Supplied entries ::
---*---

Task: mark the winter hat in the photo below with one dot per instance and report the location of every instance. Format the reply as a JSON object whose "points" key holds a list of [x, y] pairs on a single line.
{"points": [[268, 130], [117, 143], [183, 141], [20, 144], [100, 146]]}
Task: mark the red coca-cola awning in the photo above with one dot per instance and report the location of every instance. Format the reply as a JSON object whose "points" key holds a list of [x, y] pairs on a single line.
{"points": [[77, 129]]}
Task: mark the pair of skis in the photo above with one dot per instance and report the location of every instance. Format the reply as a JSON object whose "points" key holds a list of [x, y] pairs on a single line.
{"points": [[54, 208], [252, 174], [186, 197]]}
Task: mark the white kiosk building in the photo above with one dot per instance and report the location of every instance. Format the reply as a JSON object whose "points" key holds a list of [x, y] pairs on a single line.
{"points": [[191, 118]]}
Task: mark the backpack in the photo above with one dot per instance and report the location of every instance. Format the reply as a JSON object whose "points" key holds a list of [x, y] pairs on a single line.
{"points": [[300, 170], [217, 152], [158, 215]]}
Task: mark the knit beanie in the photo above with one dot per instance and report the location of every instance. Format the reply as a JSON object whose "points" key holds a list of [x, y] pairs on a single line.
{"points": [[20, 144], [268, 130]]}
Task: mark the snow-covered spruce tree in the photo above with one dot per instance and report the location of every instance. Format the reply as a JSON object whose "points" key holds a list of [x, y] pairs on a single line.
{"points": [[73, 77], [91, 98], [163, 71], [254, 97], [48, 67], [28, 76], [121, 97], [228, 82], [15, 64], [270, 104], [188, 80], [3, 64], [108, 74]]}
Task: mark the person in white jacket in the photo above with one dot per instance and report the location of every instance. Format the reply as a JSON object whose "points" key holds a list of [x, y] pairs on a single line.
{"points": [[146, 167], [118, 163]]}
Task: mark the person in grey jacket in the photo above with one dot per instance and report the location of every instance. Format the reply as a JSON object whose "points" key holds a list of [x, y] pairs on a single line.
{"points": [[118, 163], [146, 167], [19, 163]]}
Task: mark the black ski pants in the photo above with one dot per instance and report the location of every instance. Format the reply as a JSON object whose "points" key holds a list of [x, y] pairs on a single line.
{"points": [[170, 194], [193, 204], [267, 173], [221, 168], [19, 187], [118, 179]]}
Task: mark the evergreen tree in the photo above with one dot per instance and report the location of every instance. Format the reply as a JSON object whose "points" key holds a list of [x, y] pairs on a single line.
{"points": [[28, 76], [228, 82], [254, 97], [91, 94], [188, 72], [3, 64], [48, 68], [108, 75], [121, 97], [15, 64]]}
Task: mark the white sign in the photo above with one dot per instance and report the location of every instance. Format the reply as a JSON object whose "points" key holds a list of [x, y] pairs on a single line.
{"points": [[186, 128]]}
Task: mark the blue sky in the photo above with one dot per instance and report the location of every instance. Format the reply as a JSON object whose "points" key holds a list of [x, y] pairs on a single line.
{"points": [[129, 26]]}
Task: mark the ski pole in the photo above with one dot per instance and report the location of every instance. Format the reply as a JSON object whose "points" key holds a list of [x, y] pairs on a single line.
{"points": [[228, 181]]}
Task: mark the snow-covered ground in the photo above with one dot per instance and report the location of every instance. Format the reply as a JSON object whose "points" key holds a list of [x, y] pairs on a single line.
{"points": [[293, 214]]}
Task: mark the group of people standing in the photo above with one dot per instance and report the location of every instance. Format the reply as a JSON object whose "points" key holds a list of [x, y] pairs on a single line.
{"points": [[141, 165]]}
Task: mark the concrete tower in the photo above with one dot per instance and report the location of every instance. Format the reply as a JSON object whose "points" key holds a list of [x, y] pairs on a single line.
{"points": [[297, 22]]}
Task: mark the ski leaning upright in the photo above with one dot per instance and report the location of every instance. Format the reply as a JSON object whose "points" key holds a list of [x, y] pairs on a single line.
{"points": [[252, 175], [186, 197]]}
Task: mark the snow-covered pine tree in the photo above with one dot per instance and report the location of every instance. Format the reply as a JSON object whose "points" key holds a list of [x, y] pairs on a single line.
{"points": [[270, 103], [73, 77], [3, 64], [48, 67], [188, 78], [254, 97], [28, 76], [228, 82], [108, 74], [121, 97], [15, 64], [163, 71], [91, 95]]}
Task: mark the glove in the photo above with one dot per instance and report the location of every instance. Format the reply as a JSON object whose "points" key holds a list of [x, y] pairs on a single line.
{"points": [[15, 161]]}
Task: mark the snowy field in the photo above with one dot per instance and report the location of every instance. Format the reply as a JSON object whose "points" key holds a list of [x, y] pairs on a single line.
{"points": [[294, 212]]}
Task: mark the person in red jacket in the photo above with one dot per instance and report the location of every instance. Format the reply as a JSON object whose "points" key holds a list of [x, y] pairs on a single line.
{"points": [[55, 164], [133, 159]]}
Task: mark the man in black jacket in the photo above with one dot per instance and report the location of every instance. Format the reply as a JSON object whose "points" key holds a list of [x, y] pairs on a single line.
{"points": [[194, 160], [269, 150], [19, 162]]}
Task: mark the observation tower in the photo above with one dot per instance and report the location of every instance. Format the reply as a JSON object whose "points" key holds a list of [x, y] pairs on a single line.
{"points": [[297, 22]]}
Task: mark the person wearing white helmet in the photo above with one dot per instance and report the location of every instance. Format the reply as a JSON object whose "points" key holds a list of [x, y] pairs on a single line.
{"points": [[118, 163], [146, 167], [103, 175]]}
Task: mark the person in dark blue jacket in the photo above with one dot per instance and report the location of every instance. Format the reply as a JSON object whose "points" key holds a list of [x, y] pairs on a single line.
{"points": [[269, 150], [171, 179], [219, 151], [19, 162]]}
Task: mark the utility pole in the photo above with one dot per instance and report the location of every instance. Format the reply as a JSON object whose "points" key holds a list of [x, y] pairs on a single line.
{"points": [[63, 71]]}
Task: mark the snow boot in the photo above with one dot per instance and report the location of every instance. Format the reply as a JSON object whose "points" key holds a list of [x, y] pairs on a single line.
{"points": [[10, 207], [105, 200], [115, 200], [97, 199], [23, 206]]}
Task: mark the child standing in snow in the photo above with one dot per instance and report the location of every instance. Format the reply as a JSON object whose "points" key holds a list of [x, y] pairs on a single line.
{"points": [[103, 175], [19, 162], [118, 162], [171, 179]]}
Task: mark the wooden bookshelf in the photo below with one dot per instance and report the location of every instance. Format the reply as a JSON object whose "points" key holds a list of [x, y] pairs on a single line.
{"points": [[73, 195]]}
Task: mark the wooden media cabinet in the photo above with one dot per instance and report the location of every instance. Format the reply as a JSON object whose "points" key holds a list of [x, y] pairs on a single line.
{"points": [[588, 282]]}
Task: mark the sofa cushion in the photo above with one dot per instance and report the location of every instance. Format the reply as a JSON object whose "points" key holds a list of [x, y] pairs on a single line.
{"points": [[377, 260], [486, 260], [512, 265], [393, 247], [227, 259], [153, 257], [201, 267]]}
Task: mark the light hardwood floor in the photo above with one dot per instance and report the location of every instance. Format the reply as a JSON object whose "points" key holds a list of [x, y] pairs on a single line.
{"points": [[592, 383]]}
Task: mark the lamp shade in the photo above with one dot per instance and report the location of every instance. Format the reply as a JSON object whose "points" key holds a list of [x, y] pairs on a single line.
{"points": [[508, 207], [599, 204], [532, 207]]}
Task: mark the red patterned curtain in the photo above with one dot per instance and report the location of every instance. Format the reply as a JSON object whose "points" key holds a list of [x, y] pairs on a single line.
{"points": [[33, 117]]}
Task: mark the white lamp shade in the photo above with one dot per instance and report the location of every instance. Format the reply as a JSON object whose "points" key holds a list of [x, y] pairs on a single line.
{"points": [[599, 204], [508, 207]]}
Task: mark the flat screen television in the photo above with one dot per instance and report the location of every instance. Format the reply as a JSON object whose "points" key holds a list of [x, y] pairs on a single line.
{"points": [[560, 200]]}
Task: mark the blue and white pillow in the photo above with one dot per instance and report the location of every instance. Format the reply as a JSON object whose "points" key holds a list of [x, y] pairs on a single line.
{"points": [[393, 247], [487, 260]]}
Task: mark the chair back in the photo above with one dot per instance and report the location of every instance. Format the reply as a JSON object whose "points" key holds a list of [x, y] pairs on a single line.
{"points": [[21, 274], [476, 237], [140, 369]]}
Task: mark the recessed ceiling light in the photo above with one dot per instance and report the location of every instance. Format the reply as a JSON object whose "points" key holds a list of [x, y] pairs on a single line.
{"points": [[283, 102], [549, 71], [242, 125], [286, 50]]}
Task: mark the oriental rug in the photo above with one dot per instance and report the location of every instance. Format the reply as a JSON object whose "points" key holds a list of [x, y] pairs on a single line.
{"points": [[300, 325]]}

---*---

Problem to solve ::
Edit the material from the line containing "Task: mark the blue and" through the end of the material, swapping "oriental rug" for "woven rug" and leaving everything else as it is. Return only those lines.

Complete answer ::
Task: mark the blue and white pillow in the photo above with one dot per instance and report the location of every instance. Format the reply as a JSON object whose "points" key holds a list of [x, y] pairs on a single line.
{"points": [[393, 247], [487, 260]]}
Task: mark the chair back in the photo above with one dot per instance and report the location of every instance. Format the reply as a JSON object whose "points" key holds a list of [x, y] pairs on a single line.
{"points": [[21, 274], [476, 237], [140, 369]]}
Task: mark the recessed ceiling light in the photo above with one dot per instance and report the location of every instance. Format the reply as a JSON object whose "points" key holds a list of [x, y] pairs on a single line.
{"points": [[283, 102], [549, 71], [242, 125], [286, 50]]}
Task: mark the woven rug in the photo above with one dot per instance and report the location of every instance. Format the reply as a JSON object whose "points" key holds a list of [x, y] pairs on a single line.
{"points": [[300, 325]]}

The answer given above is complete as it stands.